• Compito assegnato
Estrai dal materiale, riportandole identiche, tutte le righe da quella che contiene "wind turbine blade?" giù fino a quella che contiene "8,449 -> 1024,637", entrambe incluse. Lascia fuori le immagini.
============
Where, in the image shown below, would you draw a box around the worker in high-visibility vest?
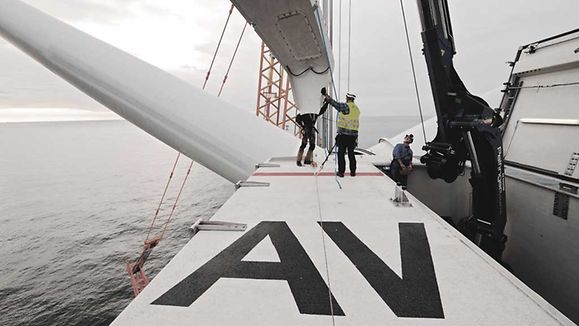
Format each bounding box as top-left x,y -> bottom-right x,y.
325,93 -> 360,178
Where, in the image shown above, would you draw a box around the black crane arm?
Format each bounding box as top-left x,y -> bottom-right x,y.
417,0 -> 506,260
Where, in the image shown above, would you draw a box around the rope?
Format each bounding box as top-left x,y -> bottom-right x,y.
217,22 -> 247,97
400,0 -> 426,144
145,4 -> 238,243
314,169 -> 336,326
314,8 -> 342,189
348,0 -> 352,91
159,161 -> 195,240
336,0 -> 342,99
285,65 -> 330,77
145,152 -> 181,243
508,82 -> 579,90
203,4 -> 235,89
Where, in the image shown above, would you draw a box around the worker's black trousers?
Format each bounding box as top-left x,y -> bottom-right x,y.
336,134 -> 358,173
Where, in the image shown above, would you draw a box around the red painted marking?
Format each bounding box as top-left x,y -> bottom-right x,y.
253,172 -> 384,177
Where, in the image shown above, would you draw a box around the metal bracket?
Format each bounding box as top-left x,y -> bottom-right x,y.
235,181 -> 269,190
390,186 -> 412,207
191,219 -> 247,232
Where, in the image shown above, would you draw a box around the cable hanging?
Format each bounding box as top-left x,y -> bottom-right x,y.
400,0 -> 426,144
217,22 -> 247,97
126,4 -> 247,296
347,0 -> 352,92
203,4 -> 235,89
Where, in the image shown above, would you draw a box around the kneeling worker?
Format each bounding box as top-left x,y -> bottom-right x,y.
324,93 -> 360,178
296,102 -> 328,166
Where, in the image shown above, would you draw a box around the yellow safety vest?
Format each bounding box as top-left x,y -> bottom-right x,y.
338,102 -> 360,131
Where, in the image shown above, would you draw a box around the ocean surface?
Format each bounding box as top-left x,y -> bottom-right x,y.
0,117 -> 419,325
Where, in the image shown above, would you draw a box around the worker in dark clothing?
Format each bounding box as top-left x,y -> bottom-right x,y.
390,134 -> 414,188
296,102 -> 328,166
296,113 -> 317,166
322,91 -> 360,178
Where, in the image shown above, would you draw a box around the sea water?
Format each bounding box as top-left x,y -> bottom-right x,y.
0,117 -> 419,325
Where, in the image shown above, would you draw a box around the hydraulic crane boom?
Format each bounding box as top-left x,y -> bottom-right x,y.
418,0 -> 506,260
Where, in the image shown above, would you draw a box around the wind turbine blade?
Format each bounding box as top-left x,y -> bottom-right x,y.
0,0 -> 298,182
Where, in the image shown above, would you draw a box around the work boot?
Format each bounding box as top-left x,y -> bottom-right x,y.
296,148 -> 304,166
304,149 -> 314,164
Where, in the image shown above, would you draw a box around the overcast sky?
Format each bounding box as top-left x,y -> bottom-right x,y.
0,0 -> 579,116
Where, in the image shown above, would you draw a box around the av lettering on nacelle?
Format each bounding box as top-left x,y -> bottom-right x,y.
152,222 -> 444,318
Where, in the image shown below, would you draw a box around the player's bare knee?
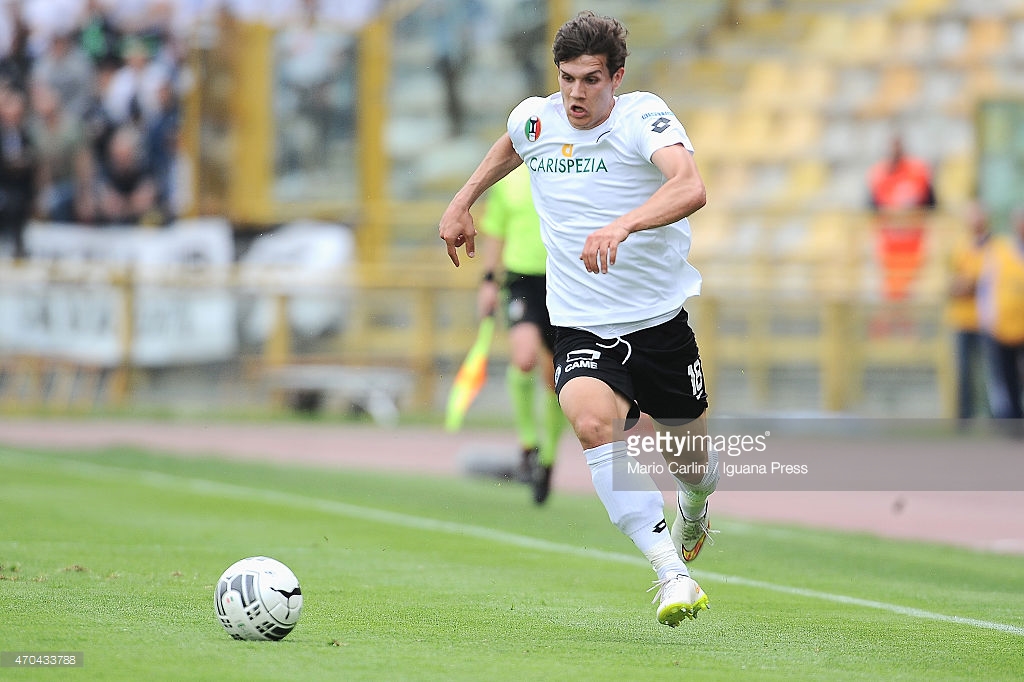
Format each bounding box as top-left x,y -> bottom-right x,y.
571,413 -> 612,450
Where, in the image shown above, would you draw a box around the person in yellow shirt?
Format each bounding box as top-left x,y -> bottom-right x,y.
978,208 -> 1024,421
946,202 -> 991,420
477,166 -> 566,504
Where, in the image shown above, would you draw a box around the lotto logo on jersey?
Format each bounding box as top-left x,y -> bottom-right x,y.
565,349 -> 601,374
524,116 -> 541,142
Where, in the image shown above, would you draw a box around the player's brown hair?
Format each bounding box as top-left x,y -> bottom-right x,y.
551,9 -> 630,76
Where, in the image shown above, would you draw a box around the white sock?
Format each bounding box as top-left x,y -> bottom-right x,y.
676,449 -> 721,519
584,440 -> 689,579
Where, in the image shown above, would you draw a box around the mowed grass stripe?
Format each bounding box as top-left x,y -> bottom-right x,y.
8,449 -> 1024,637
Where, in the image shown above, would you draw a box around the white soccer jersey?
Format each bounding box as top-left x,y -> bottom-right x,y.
508,92 -> 700,336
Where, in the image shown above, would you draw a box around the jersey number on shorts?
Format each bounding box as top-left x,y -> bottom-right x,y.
686,358 -> 703,398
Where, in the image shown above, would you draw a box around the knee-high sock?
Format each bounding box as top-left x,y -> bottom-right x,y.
584,440 -> 689,579
537,390 -> 568,467
505,365 -> 538,447
676,447 -> 721,519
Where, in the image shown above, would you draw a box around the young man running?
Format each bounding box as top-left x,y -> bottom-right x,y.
439,11 -> 719,627
476,166 -> 565,505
============
• Risultato completo
Where, in the image shown above, would you draw a box around the wind turbine blade?
Format each bounding box as top-left x,y -> bottom-right x,y.
0,0 -> 298,182
Where, in the image shown above, would you draw a box around the work boot?
Format each bounding box as top-left x,y -> bottom-right x,y.
296,148 -> 304,166
304,149 -> 314,164
Where, in the image shown above, would you draw a box around the overcast sky?
Format each bounding box as top-left x,y -> bottom-right x,y.
0,0 -> 579,116
Where, in the image shown above, would you draw a box around the av lettering on nacelle?
Format each bounding box as top-left x,y -> bottom-right x,y.
152,222 -> 444,318
Where, in the image shown below, would you draw a box around the player's bare knee?
Format each bounding box as top-left x,y -> bottom-right x,y.
571,413 -> 612,450
Where, in the image shown above, would you draw a box around the person in yellow shirt?
Format each bounding box as top-left x,y -> bottom-right x,y.
978,208 -> 1024,421
946,202 -> 991,420
477,166 -> 566,504
Where, in the image shown above, would you draw a box around the lotto logo on jersey?
Format each bounding box as top-left x,y -> bottom-right x,y.
565,349 -> 601,374
524,116 -> 541,142
Where, in the image shown above, would you draw a box around the player's brown hair?
Format each bounding box as top-left x,y -> bottom-right x,y.
551,9 -> 630,76
Where, in the image shown above, would you draw a box around the white sock?
Format each bounding box as top-left x,y -> bottom-right x,y.
676,449 -> 721,519
584,440 -> 689,579
Where, in the image shown above, would you draw a box around the mowed grass stripe?
Format each bounding box as top-left x,y -> bottom-right x,y.
8,449 -> 1024,637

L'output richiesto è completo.